Output as a JSON list of strings, one string per line, the lines of the entries below, beginning at the line that contains "One point for each instance of the wood grain texture, each" and stopping after the last line of the entries. Leave out any blank lines.

★ ★ ★ ★ ★ ★ ★

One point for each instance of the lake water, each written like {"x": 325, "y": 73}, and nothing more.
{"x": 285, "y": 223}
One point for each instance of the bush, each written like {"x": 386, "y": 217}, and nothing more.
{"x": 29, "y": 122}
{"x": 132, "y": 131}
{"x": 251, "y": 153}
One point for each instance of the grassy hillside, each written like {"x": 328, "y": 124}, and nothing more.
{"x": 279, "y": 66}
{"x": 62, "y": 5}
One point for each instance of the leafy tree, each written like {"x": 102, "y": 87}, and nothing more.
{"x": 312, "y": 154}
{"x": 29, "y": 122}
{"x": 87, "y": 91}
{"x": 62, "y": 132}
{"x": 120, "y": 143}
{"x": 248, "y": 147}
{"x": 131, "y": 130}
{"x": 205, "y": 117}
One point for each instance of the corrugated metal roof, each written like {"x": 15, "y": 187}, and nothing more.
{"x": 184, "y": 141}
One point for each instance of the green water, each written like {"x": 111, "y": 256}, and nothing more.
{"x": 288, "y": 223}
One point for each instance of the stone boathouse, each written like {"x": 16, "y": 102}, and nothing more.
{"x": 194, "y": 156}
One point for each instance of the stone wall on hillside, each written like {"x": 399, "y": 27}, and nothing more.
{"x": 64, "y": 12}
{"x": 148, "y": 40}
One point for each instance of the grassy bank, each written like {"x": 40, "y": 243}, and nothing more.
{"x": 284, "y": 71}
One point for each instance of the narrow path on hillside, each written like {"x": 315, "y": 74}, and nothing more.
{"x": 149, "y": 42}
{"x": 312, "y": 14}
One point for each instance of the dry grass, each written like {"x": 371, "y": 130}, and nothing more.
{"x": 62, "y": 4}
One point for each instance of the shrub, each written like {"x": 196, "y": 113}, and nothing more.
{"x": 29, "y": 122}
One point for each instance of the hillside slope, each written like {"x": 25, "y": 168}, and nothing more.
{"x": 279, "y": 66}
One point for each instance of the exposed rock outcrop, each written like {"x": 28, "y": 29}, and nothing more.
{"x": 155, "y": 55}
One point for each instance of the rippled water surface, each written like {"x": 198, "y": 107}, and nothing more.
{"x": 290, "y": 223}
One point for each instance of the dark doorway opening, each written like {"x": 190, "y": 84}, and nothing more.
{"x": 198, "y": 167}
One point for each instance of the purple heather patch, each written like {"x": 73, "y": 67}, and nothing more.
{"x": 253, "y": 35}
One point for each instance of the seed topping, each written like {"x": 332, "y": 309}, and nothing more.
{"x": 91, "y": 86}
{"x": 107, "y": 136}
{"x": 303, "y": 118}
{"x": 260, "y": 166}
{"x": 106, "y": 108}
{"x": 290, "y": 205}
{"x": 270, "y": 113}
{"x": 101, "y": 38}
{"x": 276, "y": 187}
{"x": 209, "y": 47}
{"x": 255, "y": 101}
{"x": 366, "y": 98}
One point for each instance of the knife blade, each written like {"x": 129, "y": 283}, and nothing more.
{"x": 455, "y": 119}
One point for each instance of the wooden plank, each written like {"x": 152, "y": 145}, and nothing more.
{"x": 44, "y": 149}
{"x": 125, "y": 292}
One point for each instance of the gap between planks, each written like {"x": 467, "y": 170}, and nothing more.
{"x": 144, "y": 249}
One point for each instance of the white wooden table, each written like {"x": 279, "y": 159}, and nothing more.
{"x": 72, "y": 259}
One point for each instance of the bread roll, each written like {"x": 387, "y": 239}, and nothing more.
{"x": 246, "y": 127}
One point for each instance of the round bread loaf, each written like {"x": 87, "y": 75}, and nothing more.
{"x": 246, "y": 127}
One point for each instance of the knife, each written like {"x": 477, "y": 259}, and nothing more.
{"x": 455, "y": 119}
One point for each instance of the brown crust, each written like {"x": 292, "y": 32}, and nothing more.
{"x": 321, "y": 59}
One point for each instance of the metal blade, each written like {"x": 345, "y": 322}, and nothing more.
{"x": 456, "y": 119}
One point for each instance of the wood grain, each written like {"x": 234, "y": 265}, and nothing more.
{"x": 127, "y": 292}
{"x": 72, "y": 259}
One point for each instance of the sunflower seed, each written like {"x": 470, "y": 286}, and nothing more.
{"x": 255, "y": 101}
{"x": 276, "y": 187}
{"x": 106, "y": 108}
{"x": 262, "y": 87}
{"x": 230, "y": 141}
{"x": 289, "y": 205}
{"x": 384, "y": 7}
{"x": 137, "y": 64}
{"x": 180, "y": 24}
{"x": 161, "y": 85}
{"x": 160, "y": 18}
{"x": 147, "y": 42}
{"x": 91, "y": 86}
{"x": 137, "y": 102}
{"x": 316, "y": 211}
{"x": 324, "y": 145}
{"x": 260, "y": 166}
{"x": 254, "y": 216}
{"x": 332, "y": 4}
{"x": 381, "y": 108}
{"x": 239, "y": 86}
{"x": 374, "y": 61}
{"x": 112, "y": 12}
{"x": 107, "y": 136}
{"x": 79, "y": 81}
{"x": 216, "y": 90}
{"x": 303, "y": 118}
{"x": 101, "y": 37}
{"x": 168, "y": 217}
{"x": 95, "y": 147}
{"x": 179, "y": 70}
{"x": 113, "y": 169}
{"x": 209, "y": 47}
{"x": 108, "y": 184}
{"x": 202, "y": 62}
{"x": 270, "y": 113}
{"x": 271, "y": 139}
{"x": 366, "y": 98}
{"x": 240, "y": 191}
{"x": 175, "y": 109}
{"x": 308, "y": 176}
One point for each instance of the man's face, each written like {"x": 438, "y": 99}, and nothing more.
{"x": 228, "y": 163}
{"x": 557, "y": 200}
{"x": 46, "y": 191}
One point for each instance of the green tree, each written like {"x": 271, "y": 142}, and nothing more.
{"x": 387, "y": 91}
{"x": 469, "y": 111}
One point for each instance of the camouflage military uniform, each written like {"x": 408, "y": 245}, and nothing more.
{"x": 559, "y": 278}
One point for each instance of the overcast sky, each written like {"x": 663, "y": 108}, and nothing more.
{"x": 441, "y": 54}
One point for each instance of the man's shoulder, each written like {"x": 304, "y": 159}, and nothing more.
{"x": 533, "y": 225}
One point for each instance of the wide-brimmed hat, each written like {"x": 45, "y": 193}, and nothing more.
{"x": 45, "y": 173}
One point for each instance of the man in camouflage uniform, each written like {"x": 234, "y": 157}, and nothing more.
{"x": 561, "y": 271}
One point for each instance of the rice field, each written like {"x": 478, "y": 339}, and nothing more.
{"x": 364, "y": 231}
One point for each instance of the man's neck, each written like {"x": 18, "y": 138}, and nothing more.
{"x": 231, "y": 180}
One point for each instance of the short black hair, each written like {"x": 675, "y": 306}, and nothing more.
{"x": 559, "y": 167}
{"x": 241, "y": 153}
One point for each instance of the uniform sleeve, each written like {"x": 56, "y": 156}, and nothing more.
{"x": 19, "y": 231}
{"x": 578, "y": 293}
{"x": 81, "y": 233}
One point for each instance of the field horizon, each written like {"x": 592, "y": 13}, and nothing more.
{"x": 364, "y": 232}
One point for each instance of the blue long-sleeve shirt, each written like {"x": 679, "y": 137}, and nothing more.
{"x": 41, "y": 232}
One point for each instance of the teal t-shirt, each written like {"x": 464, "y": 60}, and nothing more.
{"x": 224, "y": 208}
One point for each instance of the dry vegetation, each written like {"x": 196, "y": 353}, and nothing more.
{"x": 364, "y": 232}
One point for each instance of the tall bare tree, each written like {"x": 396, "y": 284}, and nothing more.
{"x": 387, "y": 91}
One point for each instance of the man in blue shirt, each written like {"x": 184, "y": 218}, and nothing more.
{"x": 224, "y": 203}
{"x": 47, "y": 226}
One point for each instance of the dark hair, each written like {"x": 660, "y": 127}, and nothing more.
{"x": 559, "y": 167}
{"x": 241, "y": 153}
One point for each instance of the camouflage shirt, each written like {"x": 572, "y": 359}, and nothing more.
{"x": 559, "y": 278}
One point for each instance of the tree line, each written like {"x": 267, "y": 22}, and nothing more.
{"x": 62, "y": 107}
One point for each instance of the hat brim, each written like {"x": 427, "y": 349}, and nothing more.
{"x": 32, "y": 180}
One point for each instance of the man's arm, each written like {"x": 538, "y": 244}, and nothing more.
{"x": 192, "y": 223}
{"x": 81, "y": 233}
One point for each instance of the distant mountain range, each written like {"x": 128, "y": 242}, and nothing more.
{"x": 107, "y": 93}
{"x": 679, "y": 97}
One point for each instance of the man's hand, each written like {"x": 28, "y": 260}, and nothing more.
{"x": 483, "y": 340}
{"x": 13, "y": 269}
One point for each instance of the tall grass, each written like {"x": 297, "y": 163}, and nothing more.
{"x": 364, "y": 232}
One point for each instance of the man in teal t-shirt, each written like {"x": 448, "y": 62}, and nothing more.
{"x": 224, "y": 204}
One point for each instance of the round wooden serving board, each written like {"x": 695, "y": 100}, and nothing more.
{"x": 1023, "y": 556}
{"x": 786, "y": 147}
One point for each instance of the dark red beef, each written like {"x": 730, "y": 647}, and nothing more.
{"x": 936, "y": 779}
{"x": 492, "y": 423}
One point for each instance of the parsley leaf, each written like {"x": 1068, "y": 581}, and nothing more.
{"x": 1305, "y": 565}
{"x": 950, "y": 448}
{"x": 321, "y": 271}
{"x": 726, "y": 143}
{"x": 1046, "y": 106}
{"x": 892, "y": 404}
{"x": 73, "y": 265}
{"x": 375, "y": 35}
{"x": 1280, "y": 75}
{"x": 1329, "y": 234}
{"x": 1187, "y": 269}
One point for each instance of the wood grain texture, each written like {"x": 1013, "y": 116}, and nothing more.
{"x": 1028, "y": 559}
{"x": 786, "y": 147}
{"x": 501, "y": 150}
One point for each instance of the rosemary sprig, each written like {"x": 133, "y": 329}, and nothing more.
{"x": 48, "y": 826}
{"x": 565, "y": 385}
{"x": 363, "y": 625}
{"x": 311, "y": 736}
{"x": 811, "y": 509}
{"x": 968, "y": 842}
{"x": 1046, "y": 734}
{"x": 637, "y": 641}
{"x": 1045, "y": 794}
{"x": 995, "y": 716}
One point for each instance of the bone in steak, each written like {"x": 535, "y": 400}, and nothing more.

★ ★ ★ ★ ★ ★ ★

* Solution to this problem:
[
  "One point for each instance of the wood grain texture, each written like {\"x\": 1013, \"y\": 116}, and nothing more.",
  "{\"x\": 1028, \"y\": 559}",
  "{\"x\": 786, \"y\": 147}",
  "{\"x\": 501, \"y\": 150}",
  "One point for each instance of the rosemary sprig, each written like {\"x\": 133, \"y\": 329}, and nothing more.",
  "{\"x\": 48, \"y\": 826}",
  "{\"x\": 565, \"y\": 385}",
  "{\"x\": 363, \"y\": 625}",
  "{\"x\": 311, \"y\": 736}",
  "{\"x\": 811, \"y\": 509}",
  "{\"x\": 968, \"y\": 842}",
  "{\"x\": 1046, \"y\": 734}",
  "{\"x\": 637, \"y\": 641}",
  "{\"x\": 1045, \"y\": 794}",
  "{\"x\": 995, \"y\": 716}",
  "One point for each instance of the bone in steak, each written like {\"x\": 535, \"y\": 400}, and nothing more."
]